Turn every line of the material below into a Markdown table with the columns Row and Text. Number each row and leave out blank lines.

========================

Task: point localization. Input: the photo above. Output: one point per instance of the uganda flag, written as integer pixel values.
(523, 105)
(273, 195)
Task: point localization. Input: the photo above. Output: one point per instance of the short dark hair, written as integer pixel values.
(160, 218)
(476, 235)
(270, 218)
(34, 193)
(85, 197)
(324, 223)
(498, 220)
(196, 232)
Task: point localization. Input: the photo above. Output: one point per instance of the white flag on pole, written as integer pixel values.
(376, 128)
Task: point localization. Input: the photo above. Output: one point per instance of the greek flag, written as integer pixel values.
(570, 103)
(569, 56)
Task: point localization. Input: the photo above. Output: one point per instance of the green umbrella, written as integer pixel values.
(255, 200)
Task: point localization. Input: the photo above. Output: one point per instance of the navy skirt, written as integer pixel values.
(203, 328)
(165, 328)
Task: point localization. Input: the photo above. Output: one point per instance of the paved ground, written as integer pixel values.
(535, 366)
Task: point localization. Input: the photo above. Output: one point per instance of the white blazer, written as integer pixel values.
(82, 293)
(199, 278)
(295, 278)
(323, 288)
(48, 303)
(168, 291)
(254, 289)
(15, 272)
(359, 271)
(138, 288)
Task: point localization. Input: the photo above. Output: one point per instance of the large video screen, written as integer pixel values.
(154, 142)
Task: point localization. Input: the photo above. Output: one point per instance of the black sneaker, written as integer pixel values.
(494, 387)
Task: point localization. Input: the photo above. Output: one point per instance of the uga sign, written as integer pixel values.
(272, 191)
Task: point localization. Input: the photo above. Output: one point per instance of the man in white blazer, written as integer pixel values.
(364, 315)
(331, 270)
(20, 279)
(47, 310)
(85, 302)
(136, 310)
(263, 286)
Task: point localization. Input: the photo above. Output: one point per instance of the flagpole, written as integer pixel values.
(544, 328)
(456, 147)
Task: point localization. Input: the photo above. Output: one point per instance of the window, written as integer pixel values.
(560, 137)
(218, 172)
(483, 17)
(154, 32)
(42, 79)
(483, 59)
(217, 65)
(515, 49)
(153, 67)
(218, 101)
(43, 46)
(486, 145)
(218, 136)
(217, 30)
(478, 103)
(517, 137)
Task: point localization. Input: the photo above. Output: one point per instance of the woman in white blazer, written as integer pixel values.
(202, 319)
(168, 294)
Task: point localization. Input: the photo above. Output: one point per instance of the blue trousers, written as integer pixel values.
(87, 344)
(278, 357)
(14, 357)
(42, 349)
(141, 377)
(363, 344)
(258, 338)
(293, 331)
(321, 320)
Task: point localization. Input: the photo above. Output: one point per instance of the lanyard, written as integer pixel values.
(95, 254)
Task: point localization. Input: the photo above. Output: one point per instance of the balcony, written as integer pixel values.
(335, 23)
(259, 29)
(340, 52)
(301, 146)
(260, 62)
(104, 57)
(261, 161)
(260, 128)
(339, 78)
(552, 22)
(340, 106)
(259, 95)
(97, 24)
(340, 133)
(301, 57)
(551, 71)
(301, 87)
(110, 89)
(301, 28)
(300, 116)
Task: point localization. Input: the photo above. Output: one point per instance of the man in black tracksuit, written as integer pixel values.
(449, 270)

========================

**Written response:**
| Row | Text |
|---|---|
| 1 | Task: point localization. Input: the photo above. Output: one point per instance of the uganda flag, written as integer pixel values. |
| 2 | (523, 105) |
| 3 | (273, 195) |
| 4 | Task: point localization. Input: the photo above. Output: one point per instance of the short dark hair, written as integer pixel values. |
| 5 | (160, 218) |
| 6 | (476, 235) |
| 7 | (270, 218) |
| 8 | (34, 193) |
| 9 | (85, 197) |
| 10 | (324, 223) |
| 11 | (498, 220) |
| 12 | (196, 232) |
| 13 | Task: point localization. Input: the photo above. Output: one point per instance of the white flag on pole, written as integer pixel values. |
| 14 | (376, 128) |
| 15 | Task: point localization. Input: the photo above. Output: one point per instance of the greek flag, written as integer pixel values. |
| 16 | (570, 103) |
| 17 | (569, 56) |
| 18 | Task: point localization. Input: the photo above. Output: one point per instance of the green umbrella, written as integer pixel values. |
| 19 | (255, 200) |
| 20 | Task: point localization. Input: the photo above. Output: one point per instance of the navy skirt, written as integer pixel values. |
| 21 | (203, 328) |
| 22 | (165, 328) |
| 23 | Task: point localization. Input: the photo above. Output: one point per instance of the paved ground, written as integer pixel values. |
| 24 | (535, 366) |
| 25 | Task: point localization. Input: the photo above. Output: one point per instance of the white blazer, written as integer pixel values. |
| 26 | (82, 293) |
| 27 | (199, 278) |
| 28 | (295, 278) |
| 29 | (323, 288) |
| 30 | (48, 303) |
| 31 | (168, 291) |
| 32 | (254, 289) |
| 33 | (15, 272) |
| 34 | (359, 271) |
| 35 | (138, 288) |
| 36 | Task: point localization. Input: the photo above. Output: one point per instance of the large video screen, written as integer pixel values. |
| 37 | (154, 142) |
| 38 | Task: point localization. Input: the photo above. Output: one point per instance of the black sneaker, written as integer pixel values. |
| 39 | (494, 387) |
| 40 | Task: point localization. Input: the photo above. Output: one point per instance of the uga sign, written as integer pixel values. |
| 41 | (272, 191) |
| 42 | Task: point localization. Input: the photo above. Output: one point per instance of the man in white blazer, written as integer pixel values. |
| 43 | (364, 315) |
| 44 | (331, 270) |
| 45 | (20, 279) |
| 46 | (47, 310) |
| 47 | (85, 302) |
| 48 | (136, 310) |
| 49 | (263, 286) |
| 50 | Task: point localization. Input: the photo above. Output: one point per instance of the flagpole, written as integer pixel values. |
| 51 | (544, 328) |
| 52 | (456, 147) |
| 53 | Task: point localization. Input: the photo above. Output: one point per instance of the window, written as integer pixel values. |
| 54 | (560, 137) |
| 55 | (218, 172) |
| 56 | (483, 17) |
| 57 | (154, 32) |
| 58 | (42, 79) |
| 59 | (483, 59) |
| 60 | (217, 65) |
| 61 | (515, 49) |
| 62 | (153, 67) |
| 63 | (218, 101) |
| 64 | (43, 46) |
| 65 | (486, 145) |
| 66 | (218, 136) |
| 67 | (217, 30) |
| 68 | (478, 103) |
| 69 | (517, 137) |
| 70 | Task: point localization. Input: the photo above. Output: one point per instance of the woman in white blazer, written as integer pixel values. |
| 71 | (202, 319) |
| 72 | (168, 294) |
| 73 | Task: point localization. Input: the photo above. Output: one point per instance of the blue trousers, written as integer pixel values. |
| 74 | (87, 344) |
| 75 | (278, 357) |
| 76 | (14, 357) |
| 77 | (42, 349) |
| 78 | (141, 377) |
| 79 | (363, 344) |
| 80 | (258, 338) |
| 81 | (293, 331) |
| 82 | (321, 320) |
| 83 | Task: point localization. Input: the photo above. Output: one point per instance of the lanyard, written as integer pixel values. |
| 84 | (95, 254) |
| 85 | Task: point localization. Input: the photo above. Output: one point per instance of the balcony, written as integer pixel values. |
| 86 | (335, 23) |
| 87 | (259, 29) |
| 88 | (340, 52) |
| 89 | (301, 146) |
| 90 | (260, 62) |
| 91 | (104, 57) |
| 92 | (261, 161) |
| 93 | (260, 128) |
| 94 | (339, 78) |
| 95 | (552, 22) |
| 96 | (340, 106) |
| 97 | (259, 95) |
| 98 | (97, 24) |
| 99 | (340, 133) |
| 100 | (301, 57) |
| 101 | (551, 71) |
| 102 | (301, 87) |
| 103 | (110, 89) |
| 104 | (301, 28) |
| 105 | (300, 116) |
| 106 | Task: point localization. Input: the photo above. Output: one point per instance of the man in black tracksuit, written as integer pixel values. |
| 107 | (449, 270) |